"对不起,"客栈老板娘说,"没有刀叉,只能用筷子吃,可以吗?""没问题,"我满是自信地回答——毕竟在离开德国之前,我就开始训练自己用筷子吃米饭和面条了。
当德国的朋友问起来,"整整三个月都要吃奇怪的食物,你可怎么熬过来啊?"我只是淡定地笑笑而已。在中国,我可不想像个又萌又蠢的游客一样,到处去问别人最近的麦当劳在哪,或者靠吃士力架活下去。面对这次中国之行的终极体验,我可是准备得相当充分了。然而现在,这位盛情款待我的友善的女士正在往餐桌上摆放鱼头、豌豆,还有切成厚片的莲藕。她看着我吃力地剥着鱼头的皮,用筷子刺穿高尔夫球般大小的藕片,两分钟后,她仁慈地说:"你也可以用手。"
在我来到湖南之前,我已经在北京打探了相当多的餐厅和小吃摊。我想尝遍我的德国朋友们嫌恶的所有食物——比如动物身上怪异的部分、从来没听说过的蔬菜,还有难以形容的创意料理。我得承认我是个吃货,而且总是倾向于把饮食习惯小题大做。别人把吃饭看成抵抗饥饿的途径,而我却常常只是因为新鲜、刺激就尝试新食物。而对于一个欧洲人来说,再没有比中国更能扩大自己饮食视野的地方了。

* **小练习 a**: 把短文里从“在我来到湖南之前,我已经在北”一直到“能扩大自己饮食视野的地方了。”的这一段原样抄下来。

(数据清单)
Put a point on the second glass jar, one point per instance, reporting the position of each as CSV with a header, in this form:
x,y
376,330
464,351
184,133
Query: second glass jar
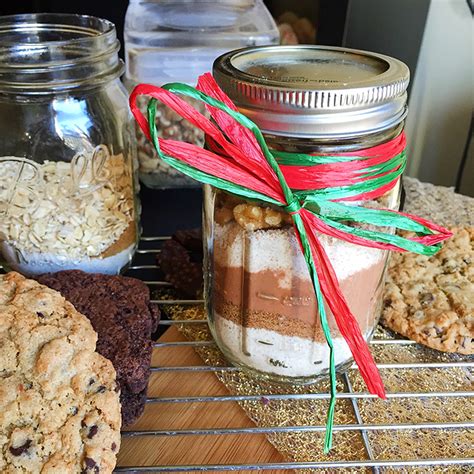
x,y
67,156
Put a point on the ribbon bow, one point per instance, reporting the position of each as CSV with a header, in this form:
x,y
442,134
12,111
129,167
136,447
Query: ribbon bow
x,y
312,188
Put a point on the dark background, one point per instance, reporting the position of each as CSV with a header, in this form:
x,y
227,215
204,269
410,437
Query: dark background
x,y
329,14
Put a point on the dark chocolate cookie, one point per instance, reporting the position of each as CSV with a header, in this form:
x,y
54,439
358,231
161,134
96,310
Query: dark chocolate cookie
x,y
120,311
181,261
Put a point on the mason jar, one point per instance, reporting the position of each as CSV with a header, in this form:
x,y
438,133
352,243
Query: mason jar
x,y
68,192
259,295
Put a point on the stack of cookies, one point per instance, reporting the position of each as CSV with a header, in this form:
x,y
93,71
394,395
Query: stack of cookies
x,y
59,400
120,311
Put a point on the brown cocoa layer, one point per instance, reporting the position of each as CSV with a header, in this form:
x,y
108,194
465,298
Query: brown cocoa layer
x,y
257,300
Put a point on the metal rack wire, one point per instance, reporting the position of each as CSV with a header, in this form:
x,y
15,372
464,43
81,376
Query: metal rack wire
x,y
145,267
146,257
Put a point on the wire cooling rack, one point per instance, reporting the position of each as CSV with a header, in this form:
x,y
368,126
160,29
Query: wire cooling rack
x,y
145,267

* **小练习 b**: 从条目中含有“Put a point on the metal”的那一行起，一直到条目的最后一行，把这些行逐字照写一遍，头尾两行都算在内。

* **完整答案 a**:
在我来到湖南之前,我已经在北京打探了相当多的餐厅和小吃摊。我想尝遍我的德国朋友们嫌恶的所有食物——比如动物身上怪异的部分、从来没听说过的蔬菜,还有难以形容的创意料理。我得承认我是个吃货,而且总是倾向于把饮食习惯小题大做。别人把吃饭看成抵抗饥饿的途径,而我却常常只是因为新鲜、刺激就尝试新食物。而对于一个欧洲人来说,再没有比中国更能扩大自己饮食视野的地方了。

* **完整答案 b**:
Put a point on the metal rack wire, one point per instance, reporting the position of each as CSV with a header, in this form:
x,y
15,372
464,43
81,376
Query: metal rack wire
x,y
145,267
146,257
Put a point on the wire cooling rack, one point per instance, reporting the position of each as CSV with a header, in this form:
x,y
368,126
160,29
Query: wire cooling rack
x,y
145,267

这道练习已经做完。